## RECORDS FOR THIS TASK
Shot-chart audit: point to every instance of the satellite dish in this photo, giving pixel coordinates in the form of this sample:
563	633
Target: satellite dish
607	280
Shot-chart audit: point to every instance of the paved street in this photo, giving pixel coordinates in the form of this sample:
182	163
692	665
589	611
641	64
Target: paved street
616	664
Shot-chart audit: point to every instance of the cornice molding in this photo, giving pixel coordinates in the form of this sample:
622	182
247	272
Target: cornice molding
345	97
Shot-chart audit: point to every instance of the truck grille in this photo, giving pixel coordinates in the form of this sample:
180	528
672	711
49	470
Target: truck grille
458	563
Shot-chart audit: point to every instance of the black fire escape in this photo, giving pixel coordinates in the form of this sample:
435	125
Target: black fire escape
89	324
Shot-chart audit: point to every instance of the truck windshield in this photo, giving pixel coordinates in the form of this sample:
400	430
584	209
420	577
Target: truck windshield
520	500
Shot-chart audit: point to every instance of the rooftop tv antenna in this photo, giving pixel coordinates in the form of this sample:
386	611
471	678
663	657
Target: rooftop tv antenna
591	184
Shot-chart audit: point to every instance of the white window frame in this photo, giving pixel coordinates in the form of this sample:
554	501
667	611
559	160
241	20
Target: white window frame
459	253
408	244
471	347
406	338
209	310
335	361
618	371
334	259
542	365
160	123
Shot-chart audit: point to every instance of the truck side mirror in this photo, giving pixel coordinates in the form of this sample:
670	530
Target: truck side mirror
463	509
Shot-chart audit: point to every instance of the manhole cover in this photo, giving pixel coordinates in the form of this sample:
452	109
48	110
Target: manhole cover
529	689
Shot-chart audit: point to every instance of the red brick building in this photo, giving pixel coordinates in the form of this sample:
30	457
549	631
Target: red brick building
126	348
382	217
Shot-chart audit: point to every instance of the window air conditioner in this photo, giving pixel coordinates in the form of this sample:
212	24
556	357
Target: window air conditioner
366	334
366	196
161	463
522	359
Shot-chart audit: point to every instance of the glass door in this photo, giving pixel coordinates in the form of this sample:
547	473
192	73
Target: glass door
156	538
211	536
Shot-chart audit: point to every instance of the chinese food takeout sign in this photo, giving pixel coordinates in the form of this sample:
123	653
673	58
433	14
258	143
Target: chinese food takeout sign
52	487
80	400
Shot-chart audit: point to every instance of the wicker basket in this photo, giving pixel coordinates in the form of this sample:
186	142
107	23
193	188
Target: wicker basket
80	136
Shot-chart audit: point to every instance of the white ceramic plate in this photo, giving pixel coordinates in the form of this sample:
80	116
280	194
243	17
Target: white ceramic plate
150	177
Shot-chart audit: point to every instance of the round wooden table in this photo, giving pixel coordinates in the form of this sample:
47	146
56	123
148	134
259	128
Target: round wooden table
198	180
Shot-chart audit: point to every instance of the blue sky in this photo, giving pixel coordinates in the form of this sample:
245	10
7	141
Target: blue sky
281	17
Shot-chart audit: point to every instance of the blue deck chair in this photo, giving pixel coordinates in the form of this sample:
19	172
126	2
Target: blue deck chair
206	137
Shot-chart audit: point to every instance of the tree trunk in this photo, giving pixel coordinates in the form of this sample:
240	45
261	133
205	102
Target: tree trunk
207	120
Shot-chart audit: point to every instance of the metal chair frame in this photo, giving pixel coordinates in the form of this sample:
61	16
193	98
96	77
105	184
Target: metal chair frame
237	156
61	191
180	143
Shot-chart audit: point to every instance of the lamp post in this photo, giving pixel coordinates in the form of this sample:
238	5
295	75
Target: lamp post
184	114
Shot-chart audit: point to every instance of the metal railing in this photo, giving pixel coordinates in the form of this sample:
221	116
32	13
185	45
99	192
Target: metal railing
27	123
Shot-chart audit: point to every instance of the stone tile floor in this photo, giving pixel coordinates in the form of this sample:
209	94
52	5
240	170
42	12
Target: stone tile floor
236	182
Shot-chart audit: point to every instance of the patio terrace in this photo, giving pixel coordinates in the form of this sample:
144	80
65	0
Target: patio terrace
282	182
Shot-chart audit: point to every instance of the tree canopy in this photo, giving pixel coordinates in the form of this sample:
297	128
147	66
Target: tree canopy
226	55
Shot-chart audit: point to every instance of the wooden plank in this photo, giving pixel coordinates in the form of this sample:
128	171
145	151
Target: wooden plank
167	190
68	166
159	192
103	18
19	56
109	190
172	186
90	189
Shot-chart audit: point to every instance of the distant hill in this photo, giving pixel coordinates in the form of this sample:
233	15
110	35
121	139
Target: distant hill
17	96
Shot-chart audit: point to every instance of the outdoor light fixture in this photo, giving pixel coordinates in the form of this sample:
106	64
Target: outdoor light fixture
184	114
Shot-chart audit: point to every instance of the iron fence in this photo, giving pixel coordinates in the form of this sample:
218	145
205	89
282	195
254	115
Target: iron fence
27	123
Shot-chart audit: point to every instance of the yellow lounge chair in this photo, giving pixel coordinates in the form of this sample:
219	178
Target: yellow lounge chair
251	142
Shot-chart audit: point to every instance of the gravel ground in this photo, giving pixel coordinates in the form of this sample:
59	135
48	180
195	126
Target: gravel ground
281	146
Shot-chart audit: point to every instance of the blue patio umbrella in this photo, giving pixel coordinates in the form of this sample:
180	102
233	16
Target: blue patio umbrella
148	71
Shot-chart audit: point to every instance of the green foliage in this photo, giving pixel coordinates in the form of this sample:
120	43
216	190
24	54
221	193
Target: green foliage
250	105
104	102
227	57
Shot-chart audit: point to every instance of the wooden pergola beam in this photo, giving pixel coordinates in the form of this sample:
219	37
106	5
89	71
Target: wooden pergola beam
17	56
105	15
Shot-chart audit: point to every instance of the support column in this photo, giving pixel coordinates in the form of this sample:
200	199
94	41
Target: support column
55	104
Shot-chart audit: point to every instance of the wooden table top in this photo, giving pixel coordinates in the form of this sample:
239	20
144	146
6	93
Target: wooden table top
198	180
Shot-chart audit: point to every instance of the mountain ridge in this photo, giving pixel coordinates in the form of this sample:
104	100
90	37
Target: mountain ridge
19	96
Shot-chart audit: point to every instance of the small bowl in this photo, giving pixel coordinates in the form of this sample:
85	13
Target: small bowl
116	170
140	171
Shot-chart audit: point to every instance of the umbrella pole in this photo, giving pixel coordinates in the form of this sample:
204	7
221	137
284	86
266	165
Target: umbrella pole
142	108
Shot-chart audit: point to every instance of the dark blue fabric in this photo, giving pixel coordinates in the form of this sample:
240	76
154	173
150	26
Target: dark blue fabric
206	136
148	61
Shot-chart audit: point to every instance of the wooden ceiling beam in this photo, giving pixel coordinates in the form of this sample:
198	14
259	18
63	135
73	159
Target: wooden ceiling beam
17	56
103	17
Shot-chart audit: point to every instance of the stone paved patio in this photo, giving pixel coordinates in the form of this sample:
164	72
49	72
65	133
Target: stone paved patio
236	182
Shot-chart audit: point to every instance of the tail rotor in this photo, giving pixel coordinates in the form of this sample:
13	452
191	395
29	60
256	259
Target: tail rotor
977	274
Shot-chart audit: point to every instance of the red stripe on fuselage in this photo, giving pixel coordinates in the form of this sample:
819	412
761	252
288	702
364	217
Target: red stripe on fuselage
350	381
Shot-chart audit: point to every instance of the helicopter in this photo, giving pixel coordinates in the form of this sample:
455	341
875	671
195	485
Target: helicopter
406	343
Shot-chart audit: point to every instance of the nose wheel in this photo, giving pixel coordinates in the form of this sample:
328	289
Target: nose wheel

## TASK TO COMPLETE
Copy out the full listing exactly.

## REPLY
Shot-chart audit: point to every instance of the satellite dish in this photo, giving pixel coordinates in the form of this sample:
563	633
Target: satellite dish
607	280
Shot-chart audit: point to every instance of the paved street in this photo, giving pixel coordinates in the form of this sample:
182	163
692	665
589	611
641	64
Target: paved street
616	664
Shot-chart audit: point to every instance of the cornice molding in this photo, giving pixel coordinates in the form of this sample:
622	182
247	272
Target: cornice molding
345	97
Shot-chart audit: point to every instance of the truck grille in this photo, giving pixel coordinates in the form of this sample:
180	528
672	711
49	470
Target: truck grille
458	563
Shot-chart audit: point to every instance of the black fire escape in this photo, giving pixel coordinates in the form of this sample:
435	125
Target: black fire escape
89	324
Shot-chart audit: point to every instance of the truck windshield in this photo, giving pixel coordinates in the form of this sample:
400	430
584	209
420	577
Target: truck windshield
520	500
Shot-chart audit: point to every instance of the rooftop tv antenna in this photo, giving pixel coordinates in the form of this sample:
386	611
471	678
663	657
Target: rooftop tv antenna
591	184
Shot-chart audit: point to every instance of the white window frame in this photo, giving pixel coordinates in the form of this sample:
554	501
667	611
559	160
241	20
Target: white window frame
459	253
408	244
471	347
406	338
209	310
335	361
618	371
334	259
542	365
160	123
Shot-chart audit: point to every instance of the truck side mirror in this photo, giving pixel coordinates in the form of this sample:
670	530
Target: truck side mirror
463	509
Shot-chart audit: point to every instance of the manhole cover in this photo, giving pixel coordinates in the form of this sample:
452	109
48	110
Target: manhole cover
529	689
Shot-chart audit: point to every instance of the red brick building in this photo, giving pixel coordinates in the form of this sample:
30	457
549	631
Target: red brick building
126	348
382	217
Shot-chart audit: point to every instance of the window air conditioner in this photo, giving pixel coordinates in the form of this sample:
212	24
556	357
Target: window air conditioner
366	334
366	196
161	463
522	359
Shot-chart audit: point to every instance of the glass door in this photo, giving pixel coordinates in the form of this sample:
547	473
192	73
Target: glass door
156	538
211	536
Shot-chart audit: point to every instance of the chinese food takeout sign in this photo, giving pixel coordinates in the form of this sample:
123	653
673	58
433	14
258	143
Target: chinese food takeout sign
52	487
80	400
Shot-chart audit: point to every instance of the wicker basket in this photo, giving pixel coordinates in the form of this sample:
186	142
107	23
193	188
Target: wicker basket
80	136
Shot-chart audit: point to every instance of the white ceramic plate in this photo, giving pixel coordinates in the form of this sample:
80	116
280	194
243	17
Target: white ceramic plate
150	177
Shot-chart audit: point to every instance of the round wooden table in this photo, giving pixel coordinates in the form of this sample:
47	146
56	123
148	134
259	128
Target: round wooden table
198	180
Shot-chart audit: point to every instance of the blue sky in this photo, giving pixel coordinates in the form of this sample:
245	10
7	141
Target: blue sky
281	17
Shot-chart audit: point to every instance of the blue deck chair in this photo, giving pixel coordinates in the form of this sample:
19	172
126	2
Target: blue deck chair
206	137
Shot-chart audit: point to every instance of the tree trunk in this photo, giving pixel coordinates in the form of this sample:
240	45
261	133
205	102
Target: tree trunk
207	120
Shot-chart audit: point to every instance of the metal chair frame in this photo, giving pixel coordinates in the form of this sample:
61	16
193	98
96	77
105	184
Target: metal chair frame
237	156
61	191
180	143
Shot-chart audit: point to every instance of the lamp post in this photo, giving pixel coordinates in the form of this sample:
238	5
295	75
Target: lamp post
184	114
Shot-chart audit: point to every instance of the metal railing in this photo, giving pixel coordinates in the form of this sample:
221	116
32	13
185	45
99	192
Target: metal railing
27	123
Shot-chart audit: point to every instance of the stone tile floor in this photo, giving pixel coordinates in the form of this sample:
209	94
52	5
240	170
42	12
Target: stone tile floor
236	182
Shot-chart audit: point to every instance of the patio terrace in this photo, giving pixel coordinates in the form of this sample:
144	80
65	0
Target: patio terrace
282	182
Shot-chart audit: point to every instance of the tree canopy in this photo, giving pixel coordinates in the form of this sample:
297	128
147	66
Target: tree canopy
226	55
Shot-chart audit: point to every instance of the wooden plank in this photo, giving pixel coordinates in the form of this sample:
128	171
145	151
Target: wooden plank
167	190
68	166
159	192
103	18
19	56
109	190
172	186
90	189
Shot-chart audit: point to every instance of the distant hill in this photo, giving pixel coordinates in the form of this sample:
233	15
110	35
121	139
Target: distant hill
17	96
Shot-chart audit: point to every instance of the outdoor light fixture in this photo, giving pixel coordinates in the form of this sample:
106	64
Target: outdoor light fixture
184	114
Shot-chart audit: point to every instance of the iron fence in this photo, giving pixel coordinates in the form of this sample:
218	145
205	89
282	195
254	115
Target: iron fence
27	123
Shot-chart audit: point to every instance of the yellow lounge chair in this photo, giving pixel coordinates in the form of this sample:
219	178
Target: yellow lounge chair
251	142
Shot-chart audit: point to every instance of the gravel ground in this photo, giving pixel coordinates in the form of this sample:
59	135
48	180
195	126
Target: gravel ground
281	146
Shot-chart audit: point to every instance of the blue patio umbrella in this photo, giving pixel coordinates in the form of this sample:
180	102
233	16
Target: blue patio umbrella
148	71
Shot-chart audit: point to every instance of the green foliage in this photo, giving pixel coordinates in the form of this sample:
120	43
216	190
24	54
221	193
Target: green foliage
250	105
104	102
227	57
Shot-chart audit: point to every instance of the wooden pergola beam in this photo, giving pixel coordinates in the form of this sample:
219	37
106	5
89	71
Target: wooden pergola beam
17	56
105	15
Shot-chart audit: point to every instance of the support column in this photo, giving pixel coordinates in the form of this sample:
200	199
94	41
Target: support column
55	104
Shot-chart audit: point to every instance of the wooden table top in this photo, giving pixel coordinates in the form of this sample:
239	20
144	146
6	93
Target: wooden table top
198	180
Shot-chart audit: point to every instance of the mountain ridge in this photo, giving pixel coordinates in the form of this sample:
104	100
90	37
Target: mountain ridge
19	96
Shot-chart audit: point to every instance of the small bowl in this photo, giving pixel coordinates in the form of this sample:
85	13
Target: small bowl
116	170
140	171
Shot-chart audit: point to every instance of the umbrella pole in this photo, giving pixel coordinates in the form of this sample:
204	7
221	137
284	86
266	165
Target: umbrella pole
142	108
Shot-chart audit: point to every instance of the dark blue fabric in this photo, giving pixel coordinates in the form of this sample:
240	76
154	173
150	26
Target: dark blue fabric
206	136
148	61
Shot-chart audit: point to every instance of the wooden ceiling beam in this photo, giving pixel coordinates in the form of this sample:
198	14
259	18
63	135
73	159
Target: wooden ceiling beam
17	56
103	17
Shot-chart audit: point to every instance of the stone paved patio in this photo, giving pixel coordinates in the form of this sample:
164	72
49	72
65	133
Target: stone paved patio
236	182
Shot-chart audit: point to every instance of the tail rotor in this photo, giving pixel coordinates in the form of this sample:
13	452
191	395
29	60
256	259
Target: tail rotor
977	274
Shot-chart audit: point to every instance of the red stripe on fuselage in this photo, giving pixel coordinates in the form of this sample:
819	412
761	252
288	702
364	217
Target: red stripe on fuselage
350	381
Shot-chart audit: point to every instance of the helicopter in this photo, giving pixel coordinates in the form of this sample:
455	341
875	671
195	485
Target: helicopter
406	343
Shot-chart audit: point to every instance of the nose wheel in this photo, giving pixel coordinates in the form of this sample:
328	289
Target: nose wheel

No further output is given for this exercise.